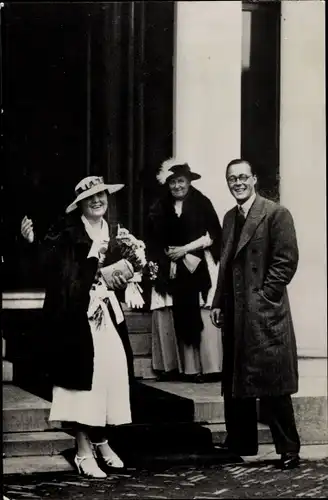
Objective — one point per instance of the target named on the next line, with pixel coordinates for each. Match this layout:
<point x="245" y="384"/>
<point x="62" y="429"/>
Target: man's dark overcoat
<point x="264" y="350"/>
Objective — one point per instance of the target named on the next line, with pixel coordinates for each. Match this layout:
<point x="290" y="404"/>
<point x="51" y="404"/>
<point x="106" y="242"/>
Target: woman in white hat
<point x="87" y="350"/>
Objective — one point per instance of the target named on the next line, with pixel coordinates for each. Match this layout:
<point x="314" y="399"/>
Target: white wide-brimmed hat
<point x="89" y="186"/>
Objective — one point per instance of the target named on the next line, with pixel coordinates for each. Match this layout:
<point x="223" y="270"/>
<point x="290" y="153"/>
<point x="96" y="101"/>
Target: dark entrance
<point x="87" y="88"/>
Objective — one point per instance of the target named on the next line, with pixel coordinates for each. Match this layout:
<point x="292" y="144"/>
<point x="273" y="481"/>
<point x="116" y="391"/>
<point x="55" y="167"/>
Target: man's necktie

************

### Exercise requirements
Give every line of the data above again as it stands; the pictures stay out.

### Problem solution
Objective — one point per instance of the target named on the next line, with pixel coordinates for each. Match this layout:
<point x="245" y="384"/>
<point x="62" y="429"/>
Target: man's dark overcoat
<point x="264" y="350"/>
Objective — one point per instance of the target named on the next line, with pixel coordinates for each. Match this layout:
<point x="290" y="404"/>
<point x="51" y="404"/>
<point x="106" y="242"/>
Target: woman in white hat
<point x="87" y="350"/>
Objective — one point per instance of the target named on the next line, with pixel coordinates for each. Match this layout:
<point x="314" y="399"/>
Target: white wide-brimmed hat
<point x="89" y="186"/>
Objective — one point per instance of the target named on the next line, with pixel coordinates for each. Match this layout:
<point x="223" y="270"/>
<point x="290" y="153"/>
<point x="96" y="101"/>
Target: dark entrance
<point x="87" y="88"/>
Objective — one point per instance of the target named on the next line, with pixel coordinates for each. Match this layout:
<point x="292" y="144"/>
<point x="273" y="481"/>
<point x="116" y="391"/>
<point x="55" y="167"/>
Target: man's necktie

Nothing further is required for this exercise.